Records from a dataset
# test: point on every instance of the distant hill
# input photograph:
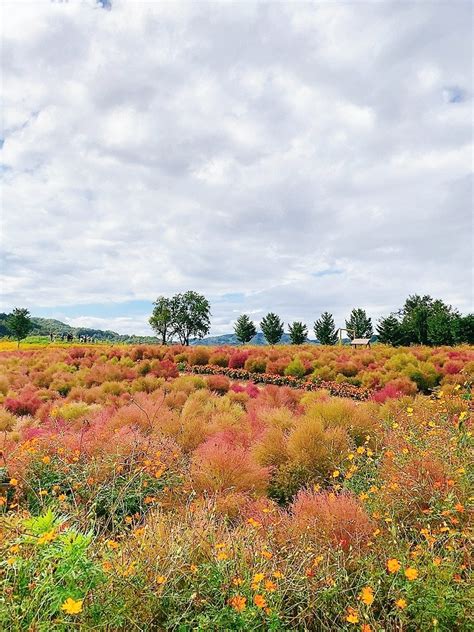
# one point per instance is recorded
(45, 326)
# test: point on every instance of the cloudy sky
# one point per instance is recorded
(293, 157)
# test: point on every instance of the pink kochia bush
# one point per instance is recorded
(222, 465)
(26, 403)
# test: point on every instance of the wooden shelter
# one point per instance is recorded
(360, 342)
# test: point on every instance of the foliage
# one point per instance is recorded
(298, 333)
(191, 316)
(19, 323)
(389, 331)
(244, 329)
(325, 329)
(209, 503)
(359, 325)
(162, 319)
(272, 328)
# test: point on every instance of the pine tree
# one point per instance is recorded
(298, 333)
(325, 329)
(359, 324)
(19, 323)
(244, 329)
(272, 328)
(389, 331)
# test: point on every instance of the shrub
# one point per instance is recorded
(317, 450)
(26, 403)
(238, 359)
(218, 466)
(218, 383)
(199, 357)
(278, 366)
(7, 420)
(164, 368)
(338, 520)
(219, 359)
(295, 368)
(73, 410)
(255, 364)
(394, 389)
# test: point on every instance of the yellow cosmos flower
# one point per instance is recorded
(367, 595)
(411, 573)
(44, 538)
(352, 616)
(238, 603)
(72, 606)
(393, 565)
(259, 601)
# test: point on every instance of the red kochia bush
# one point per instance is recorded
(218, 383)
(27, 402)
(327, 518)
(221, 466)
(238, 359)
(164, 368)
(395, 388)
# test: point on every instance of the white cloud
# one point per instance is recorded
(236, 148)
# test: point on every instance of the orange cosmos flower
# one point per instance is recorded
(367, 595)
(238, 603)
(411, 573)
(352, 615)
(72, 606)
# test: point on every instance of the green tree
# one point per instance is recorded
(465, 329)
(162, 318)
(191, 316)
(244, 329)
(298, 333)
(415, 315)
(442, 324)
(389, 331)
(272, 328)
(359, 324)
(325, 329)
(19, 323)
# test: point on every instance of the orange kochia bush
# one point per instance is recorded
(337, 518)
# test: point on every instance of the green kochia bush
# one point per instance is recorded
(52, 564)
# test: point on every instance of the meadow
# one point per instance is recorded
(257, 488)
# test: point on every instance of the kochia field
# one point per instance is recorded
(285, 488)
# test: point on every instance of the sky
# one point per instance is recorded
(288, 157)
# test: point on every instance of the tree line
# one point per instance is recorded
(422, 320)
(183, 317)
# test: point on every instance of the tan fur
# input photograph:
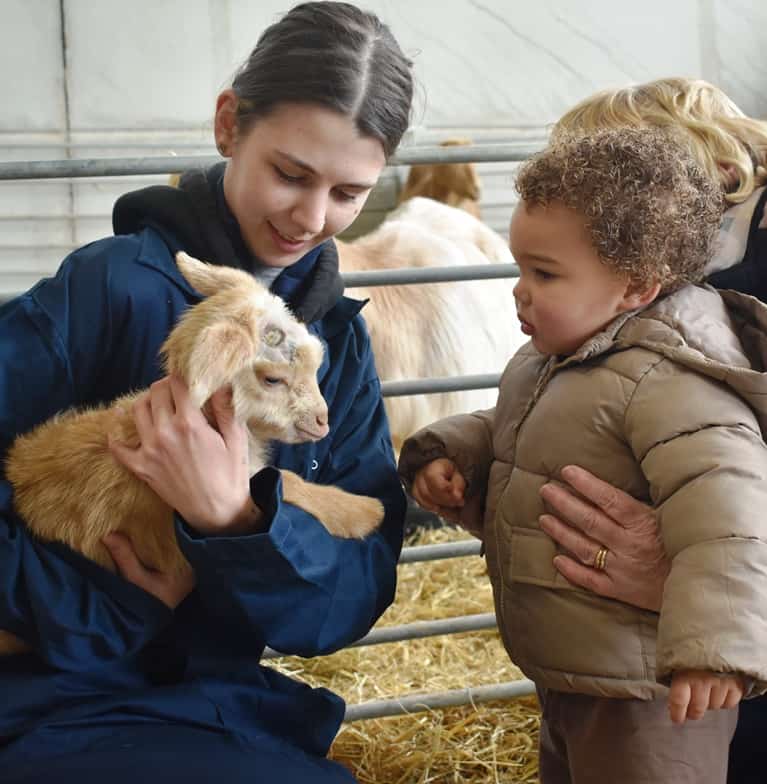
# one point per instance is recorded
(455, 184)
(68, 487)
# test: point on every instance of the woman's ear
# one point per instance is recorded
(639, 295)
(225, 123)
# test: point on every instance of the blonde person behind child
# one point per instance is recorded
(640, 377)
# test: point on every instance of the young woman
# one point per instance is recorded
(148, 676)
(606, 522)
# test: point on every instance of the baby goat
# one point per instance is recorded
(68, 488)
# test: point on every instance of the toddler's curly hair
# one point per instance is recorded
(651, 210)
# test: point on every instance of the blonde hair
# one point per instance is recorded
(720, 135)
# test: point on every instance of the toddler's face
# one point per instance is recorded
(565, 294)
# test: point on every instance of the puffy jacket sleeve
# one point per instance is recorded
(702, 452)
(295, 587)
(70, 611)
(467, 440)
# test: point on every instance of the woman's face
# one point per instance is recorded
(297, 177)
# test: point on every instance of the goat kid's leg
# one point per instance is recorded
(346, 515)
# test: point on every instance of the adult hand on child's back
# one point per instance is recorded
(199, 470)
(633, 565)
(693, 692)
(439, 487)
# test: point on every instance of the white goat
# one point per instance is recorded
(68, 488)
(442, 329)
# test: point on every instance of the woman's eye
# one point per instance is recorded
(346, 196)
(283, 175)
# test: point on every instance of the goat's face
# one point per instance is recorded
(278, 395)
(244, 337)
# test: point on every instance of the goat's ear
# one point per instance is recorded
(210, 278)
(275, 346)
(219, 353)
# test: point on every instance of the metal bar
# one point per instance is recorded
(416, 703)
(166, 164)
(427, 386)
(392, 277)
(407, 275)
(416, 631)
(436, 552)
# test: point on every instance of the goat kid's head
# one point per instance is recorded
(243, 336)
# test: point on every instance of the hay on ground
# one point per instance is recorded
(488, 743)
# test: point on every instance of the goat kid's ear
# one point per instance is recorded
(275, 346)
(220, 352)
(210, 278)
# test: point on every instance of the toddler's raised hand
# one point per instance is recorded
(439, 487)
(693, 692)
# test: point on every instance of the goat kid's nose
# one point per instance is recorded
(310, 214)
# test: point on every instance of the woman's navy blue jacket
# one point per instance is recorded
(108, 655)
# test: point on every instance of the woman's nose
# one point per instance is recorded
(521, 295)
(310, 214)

==

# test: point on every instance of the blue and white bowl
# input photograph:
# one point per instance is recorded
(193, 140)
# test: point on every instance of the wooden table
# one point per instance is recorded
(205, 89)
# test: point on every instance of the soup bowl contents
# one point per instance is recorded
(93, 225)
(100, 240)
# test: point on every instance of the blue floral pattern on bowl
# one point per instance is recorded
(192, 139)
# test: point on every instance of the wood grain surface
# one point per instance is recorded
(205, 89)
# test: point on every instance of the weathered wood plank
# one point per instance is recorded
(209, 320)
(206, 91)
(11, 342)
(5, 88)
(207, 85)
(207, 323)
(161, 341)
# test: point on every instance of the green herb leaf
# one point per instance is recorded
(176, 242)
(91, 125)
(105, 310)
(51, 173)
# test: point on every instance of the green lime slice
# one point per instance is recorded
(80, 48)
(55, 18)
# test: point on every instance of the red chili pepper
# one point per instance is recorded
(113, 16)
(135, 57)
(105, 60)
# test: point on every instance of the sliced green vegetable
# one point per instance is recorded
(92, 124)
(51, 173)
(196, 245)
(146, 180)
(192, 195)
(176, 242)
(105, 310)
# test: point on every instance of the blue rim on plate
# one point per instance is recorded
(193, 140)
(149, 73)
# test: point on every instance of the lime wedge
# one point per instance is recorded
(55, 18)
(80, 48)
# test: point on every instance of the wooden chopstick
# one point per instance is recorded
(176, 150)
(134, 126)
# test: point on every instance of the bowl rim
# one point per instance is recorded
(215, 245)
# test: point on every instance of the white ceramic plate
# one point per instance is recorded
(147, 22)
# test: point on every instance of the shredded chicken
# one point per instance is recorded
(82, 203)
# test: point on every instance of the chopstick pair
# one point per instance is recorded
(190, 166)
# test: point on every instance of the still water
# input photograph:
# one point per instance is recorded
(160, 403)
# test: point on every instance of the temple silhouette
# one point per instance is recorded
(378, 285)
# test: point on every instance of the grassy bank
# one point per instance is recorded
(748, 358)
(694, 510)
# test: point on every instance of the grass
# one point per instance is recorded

Exercise goal
Count the lines in the rows above that contain the string "hair", with case counting. Reply with the number alone.

Written answer
2